_Your task_
The lines wanted are those in the data below that include "dragon".

_Exercise input_
============================================================
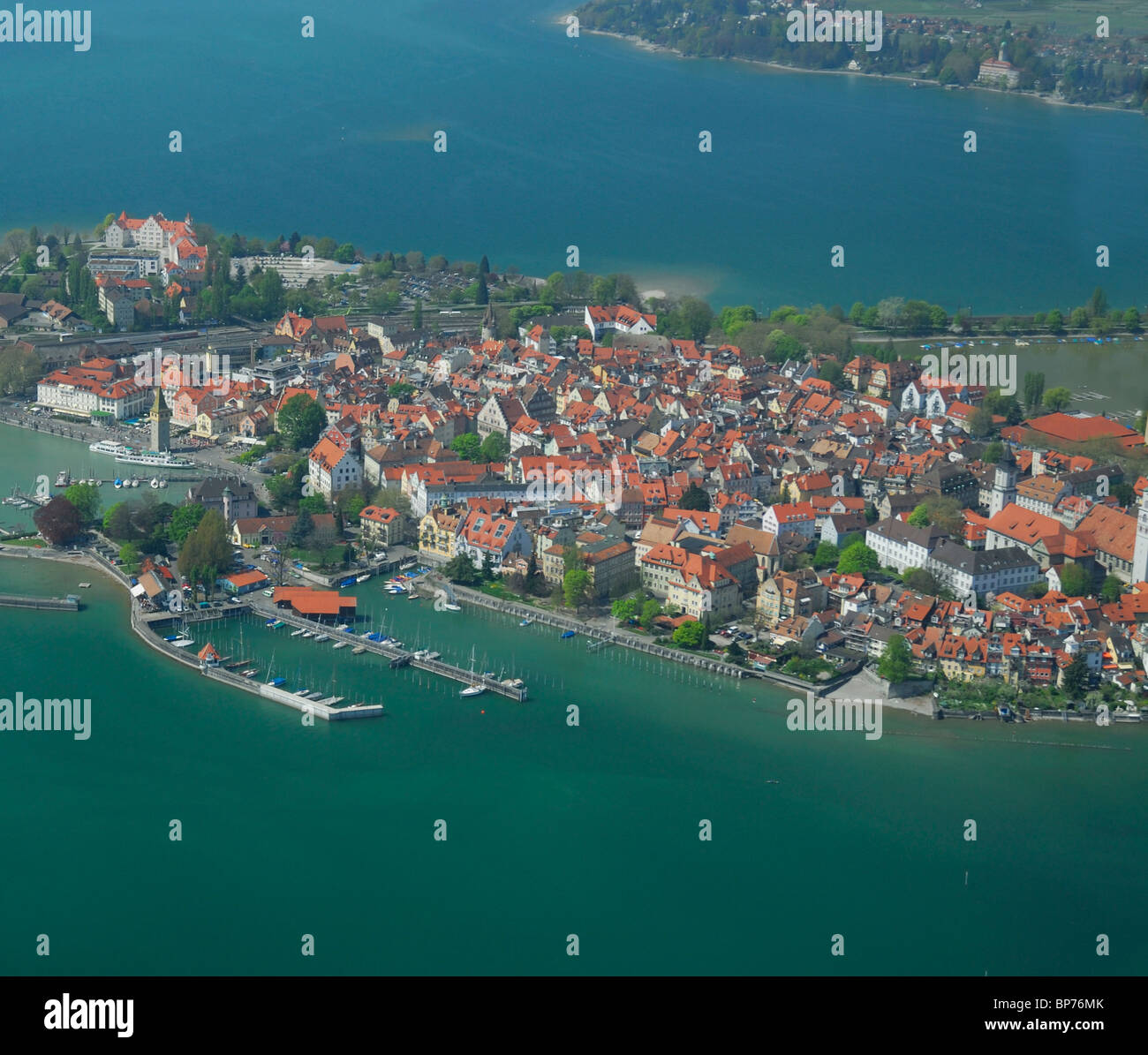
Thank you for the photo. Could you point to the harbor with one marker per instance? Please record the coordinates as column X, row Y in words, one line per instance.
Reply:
column 397, row 656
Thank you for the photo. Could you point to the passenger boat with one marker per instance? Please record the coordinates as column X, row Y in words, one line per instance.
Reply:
column 132, row 456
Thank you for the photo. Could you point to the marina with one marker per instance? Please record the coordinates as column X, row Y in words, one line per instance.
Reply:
column 510, row 688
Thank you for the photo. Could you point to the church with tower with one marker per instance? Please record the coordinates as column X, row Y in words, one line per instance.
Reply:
column 160, row 416
column 1003, row 482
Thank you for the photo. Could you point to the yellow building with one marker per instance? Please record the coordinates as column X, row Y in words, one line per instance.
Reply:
column 439, row 535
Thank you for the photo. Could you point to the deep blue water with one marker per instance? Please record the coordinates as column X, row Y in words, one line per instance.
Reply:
column 554, row 141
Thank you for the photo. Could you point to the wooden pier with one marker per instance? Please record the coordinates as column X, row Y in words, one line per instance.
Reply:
column 397, row 657
column 56, row 604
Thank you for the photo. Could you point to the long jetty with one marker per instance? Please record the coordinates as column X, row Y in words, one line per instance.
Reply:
column 141, row 625
column 57, row 604
column 397, row 656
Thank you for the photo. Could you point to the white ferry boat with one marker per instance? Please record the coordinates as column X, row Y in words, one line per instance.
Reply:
column 131, row 455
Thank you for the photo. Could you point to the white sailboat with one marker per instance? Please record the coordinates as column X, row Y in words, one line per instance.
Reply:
column 475, row 688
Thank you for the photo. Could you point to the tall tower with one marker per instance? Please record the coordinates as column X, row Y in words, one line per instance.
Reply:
column 1140, row 554
column 160, row 416
column 1003, row 482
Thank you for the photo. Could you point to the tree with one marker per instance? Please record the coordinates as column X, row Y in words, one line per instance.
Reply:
column 117, row 523
column 733, row 320
column 206, row 554
column 184, row 520
column 980, row 421
column 57, row 521
column 1033, row 390
column 690, row 635
column 831, row 371
column 87, row 500
column 575, row 588
column 1112, row 589
column 826, row 556
column 1075, row 581
column 896, row 660
column 130, row 558
column 460, row 570
column 494, row 448
column 623, row 608
column 299, row 420
column 696, row 498
column 466, row 446
column 857, row 558
column 301, row 530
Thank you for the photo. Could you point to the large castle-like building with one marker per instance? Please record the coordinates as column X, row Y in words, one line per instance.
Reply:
column 173, row 241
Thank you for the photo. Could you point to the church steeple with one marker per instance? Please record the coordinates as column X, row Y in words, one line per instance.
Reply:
column 160, row 416
column 489, row 324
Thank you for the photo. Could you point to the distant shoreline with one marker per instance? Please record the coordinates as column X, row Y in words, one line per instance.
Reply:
column 650, row 46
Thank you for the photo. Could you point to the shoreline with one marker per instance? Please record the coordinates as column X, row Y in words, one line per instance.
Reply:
column 654, row 49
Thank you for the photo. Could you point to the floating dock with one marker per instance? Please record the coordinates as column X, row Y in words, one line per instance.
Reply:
column 56, row 604
column 397, row 657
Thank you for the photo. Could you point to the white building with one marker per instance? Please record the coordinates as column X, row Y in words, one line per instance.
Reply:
column 331, row 469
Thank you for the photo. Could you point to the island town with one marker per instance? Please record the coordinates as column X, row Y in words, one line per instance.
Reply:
column 769, row 496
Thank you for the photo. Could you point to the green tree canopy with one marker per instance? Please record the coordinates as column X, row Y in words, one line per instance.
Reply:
column 494, row 448
column 299, row 420
column 857, row 558
column 690, row 635
column 57, row 521
column 467, row 446
column 87, row 500
column 896, row 660
column 184, row 520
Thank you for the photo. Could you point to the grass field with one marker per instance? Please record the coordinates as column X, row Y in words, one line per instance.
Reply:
column 1126, row 18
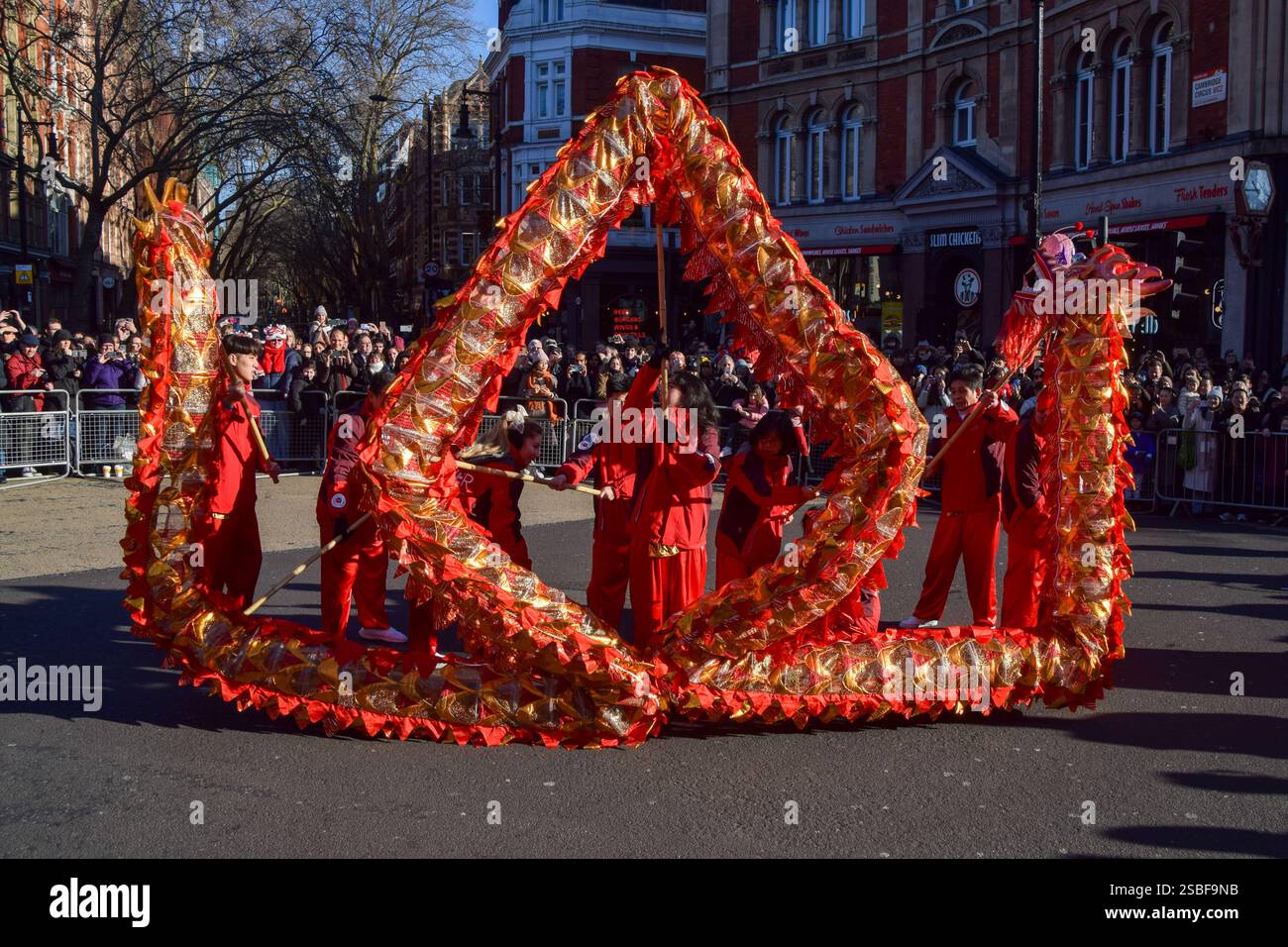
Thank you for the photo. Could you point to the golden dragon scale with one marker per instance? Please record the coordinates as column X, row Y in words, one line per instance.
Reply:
column 544, row 669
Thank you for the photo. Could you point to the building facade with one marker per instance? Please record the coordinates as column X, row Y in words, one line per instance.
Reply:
column 552, row 63
column 893, row 140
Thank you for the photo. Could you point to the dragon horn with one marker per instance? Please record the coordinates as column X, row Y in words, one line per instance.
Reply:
column 153, row 196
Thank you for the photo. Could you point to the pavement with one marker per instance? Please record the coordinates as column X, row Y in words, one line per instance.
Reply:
column 1170, row 763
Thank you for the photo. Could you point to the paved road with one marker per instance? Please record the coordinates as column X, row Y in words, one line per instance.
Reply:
column 1172, row 762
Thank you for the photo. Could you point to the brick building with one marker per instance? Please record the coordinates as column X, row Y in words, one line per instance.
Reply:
column 552, row 64
column 893, row 140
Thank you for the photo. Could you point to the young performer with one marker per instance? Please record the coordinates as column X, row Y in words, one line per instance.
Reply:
column 970, row 508
column 231, row 545
column 759, row 499
column 673, row 479
column 1025, row 518
column 359, row 566
column 613, row 463
column 493, row 501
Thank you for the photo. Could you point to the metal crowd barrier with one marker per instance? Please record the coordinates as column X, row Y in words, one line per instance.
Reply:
column 35, row 438
column 1211, row 468
column 106, row 436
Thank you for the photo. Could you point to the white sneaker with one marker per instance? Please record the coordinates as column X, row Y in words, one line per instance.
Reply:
column 382, row 634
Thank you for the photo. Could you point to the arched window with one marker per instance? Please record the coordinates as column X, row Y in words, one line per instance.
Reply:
column 851, row 154
column 782, row 162
column 818, row 11
column 1160, row 89
column 815, row 158
column 786, row 26
column 964, row 116
column 1083, row 111
column 1120, row 102
column 853, row 14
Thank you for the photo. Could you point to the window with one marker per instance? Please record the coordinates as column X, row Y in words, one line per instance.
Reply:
column 786, row 22
column 815, row 158
column 1120, row 105
column 1083, row 110
column 552, row 89
column 818, row 11
column 964, row 116
column 851, row 132
column 853, row 14
column 782, row 162
column 1160, row 89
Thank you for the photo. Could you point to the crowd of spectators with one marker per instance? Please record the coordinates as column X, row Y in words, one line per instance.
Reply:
column 1196, row 421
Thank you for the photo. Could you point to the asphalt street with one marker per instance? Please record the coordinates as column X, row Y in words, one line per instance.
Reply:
column 1172, row 763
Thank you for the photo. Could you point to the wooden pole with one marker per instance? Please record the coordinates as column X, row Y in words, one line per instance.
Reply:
column 661, row 304
column 527, row 478
column 299, row 570
column 977, row 412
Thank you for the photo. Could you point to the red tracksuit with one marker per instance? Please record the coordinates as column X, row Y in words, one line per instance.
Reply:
column 669, row 531
column 231, row 547
column 613, row 463
column 493, row 504
column 359, row 566
column 970, row 515
column 759, row 499
column 1025, row 517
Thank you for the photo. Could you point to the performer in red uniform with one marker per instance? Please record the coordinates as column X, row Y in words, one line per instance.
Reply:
column 669, row 531
column 359, row 566
column 1025, row 517
column 493, row 501
column 612, row 458
column 231, row 540
column 970, row 506
column 759, row 499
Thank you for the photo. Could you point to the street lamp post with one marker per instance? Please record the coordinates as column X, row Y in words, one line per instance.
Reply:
column 1035, row 172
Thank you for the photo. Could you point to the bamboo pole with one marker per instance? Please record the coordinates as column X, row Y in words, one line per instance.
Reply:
column 299, row 570
column 527, row 478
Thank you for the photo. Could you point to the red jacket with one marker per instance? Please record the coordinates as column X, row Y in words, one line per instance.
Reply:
column 759, row 497
column 338, row 495
column 493, row 501
column 613, row 463
column 237, row 457
column 22, row 376
column 973, row 471
column 674, row 484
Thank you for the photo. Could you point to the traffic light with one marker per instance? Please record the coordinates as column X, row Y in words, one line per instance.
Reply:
column 1186, row 272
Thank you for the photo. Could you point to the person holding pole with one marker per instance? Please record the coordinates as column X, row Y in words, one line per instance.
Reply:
column 612, row 460
column 493, row 501
column 359, row 566
column 970, row 506
column 230, row 547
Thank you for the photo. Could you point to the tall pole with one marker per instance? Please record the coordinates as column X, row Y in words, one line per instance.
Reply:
column 1035, row 174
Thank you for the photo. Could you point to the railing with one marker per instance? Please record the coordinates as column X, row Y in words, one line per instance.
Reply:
column 1215, row 470
column 37, row 438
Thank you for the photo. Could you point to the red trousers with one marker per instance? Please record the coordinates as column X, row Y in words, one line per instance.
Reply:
column 971, row 536
column 609, row 575
column 232, row 556
column 662, row 586
column 356, row 569
column 1025, row 570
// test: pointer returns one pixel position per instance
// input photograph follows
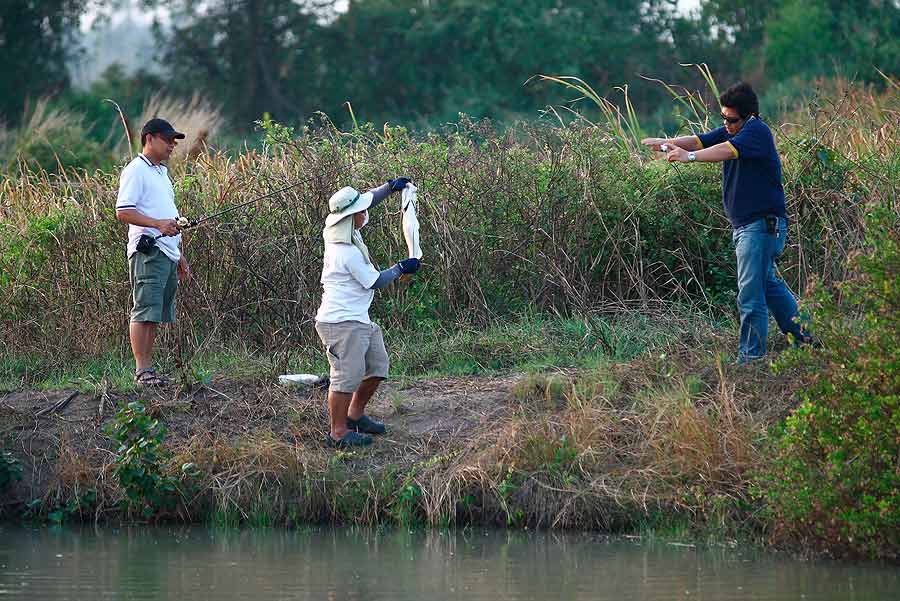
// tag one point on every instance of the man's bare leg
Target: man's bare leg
(362, 396)
(143, 334)
(338, 404)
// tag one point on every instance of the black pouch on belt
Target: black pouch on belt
(145, 243)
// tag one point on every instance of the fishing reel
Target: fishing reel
(146, 242)
(186, 222)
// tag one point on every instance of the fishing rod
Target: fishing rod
(147, 242)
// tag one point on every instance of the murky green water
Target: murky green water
(197, 563)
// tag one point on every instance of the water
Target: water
(198, 563)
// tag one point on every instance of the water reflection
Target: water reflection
(356, 564)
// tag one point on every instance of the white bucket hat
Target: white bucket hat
(346, 202)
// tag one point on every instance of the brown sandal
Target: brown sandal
(149, 378)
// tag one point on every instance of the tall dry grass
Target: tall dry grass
(543, 218)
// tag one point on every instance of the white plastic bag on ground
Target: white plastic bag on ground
(408, 202)
(299, 380)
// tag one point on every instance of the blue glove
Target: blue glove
(409, 265)
(399, 183)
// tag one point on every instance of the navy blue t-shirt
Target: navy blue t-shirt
(751, 183)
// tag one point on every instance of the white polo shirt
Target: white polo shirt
(346, 285)
(147, 188)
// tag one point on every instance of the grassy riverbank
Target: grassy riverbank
(563, 356)
(669, 436)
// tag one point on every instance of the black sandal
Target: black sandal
(148, 377)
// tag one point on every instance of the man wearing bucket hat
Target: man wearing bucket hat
(353, 343)
(146, 202)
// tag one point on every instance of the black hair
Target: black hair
(741, 98)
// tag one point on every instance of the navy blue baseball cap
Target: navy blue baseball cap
(161, 126)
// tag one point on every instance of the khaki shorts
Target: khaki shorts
(154, 279)
(355, 353)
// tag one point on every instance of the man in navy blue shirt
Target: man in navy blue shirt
(754, 203)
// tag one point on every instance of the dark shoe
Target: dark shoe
(350, 439)
(366, 425)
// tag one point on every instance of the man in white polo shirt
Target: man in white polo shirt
(146, 202)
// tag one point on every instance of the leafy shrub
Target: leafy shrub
(140, 459)
(835, 478)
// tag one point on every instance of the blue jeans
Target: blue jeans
(761, 289)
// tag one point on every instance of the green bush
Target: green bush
(140, 460)
(835, 479)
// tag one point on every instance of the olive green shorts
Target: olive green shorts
(154, 279)
(355, 353)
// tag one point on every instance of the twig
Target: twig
(58, 406)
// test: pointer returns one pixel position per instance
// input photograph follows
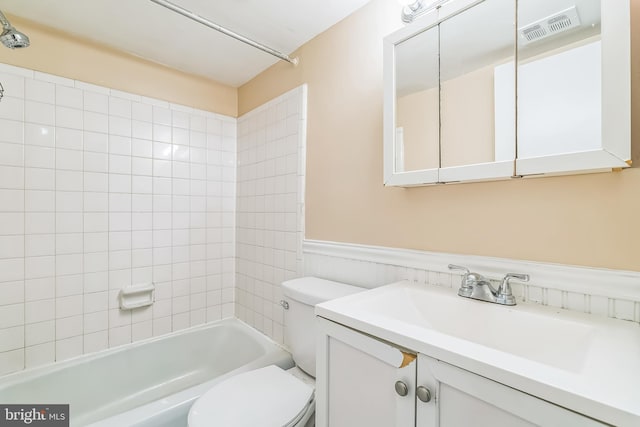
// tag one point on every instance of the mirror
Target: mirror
(524, 88)
(563, 89)
(477, 77)
(559, 77)
(417, 132)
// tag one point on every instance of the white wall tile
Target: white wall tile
(40, 113)
(84, 212)
(96, 142)
(11, 154)
(71, 118)
(69, 97)
(12, 108)
(39, 333)
(11, 361)
(36, 90)
(96, 122)
(12, 131)
(96, 102)
(70, 139)
(12, 292)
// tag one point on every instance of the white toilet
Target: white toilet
(271, 396)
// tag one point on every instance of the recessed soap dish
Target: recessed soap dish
(136, 296)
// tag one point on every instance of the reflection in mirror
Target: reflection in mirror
(559, 77)
(477, 55)
(417, 118)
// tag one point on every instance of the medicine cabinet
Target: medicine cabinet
(494, 89)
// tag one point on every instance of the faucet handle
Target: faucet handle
(466, 286)
(459, 267)
(504, 294)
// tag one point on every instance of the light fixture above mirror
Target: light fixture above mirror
(413, 9)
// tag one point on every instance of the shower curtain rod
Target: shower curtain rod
(188, 14)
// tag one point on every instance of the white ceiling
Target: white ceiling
(150, 31)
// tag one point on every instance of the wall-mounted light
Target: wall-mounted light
(413, 9)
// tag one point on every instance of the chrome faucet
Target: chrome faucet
(478, 287)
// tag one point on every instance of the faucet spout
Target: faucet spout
(478, 287)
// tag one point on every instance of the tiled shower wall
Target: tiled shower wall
(101, 190)
(270, 207)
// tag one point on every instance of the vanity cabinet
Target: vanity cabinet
(364, 381)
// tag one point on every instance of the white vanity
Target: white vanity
(408, 354)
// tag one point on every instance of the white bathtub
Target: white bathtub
============================================================
_Your solution_
Thank you for the photo. Could you point to the golden dragon scale with one marker per instance? Please record the coordinates as column X, row Y in words, one line per instance.
Thank you for the photo. Could you point to the dragon horn with one marker per instance? Please record the coordinates as column X, row Y in words, one line per instance.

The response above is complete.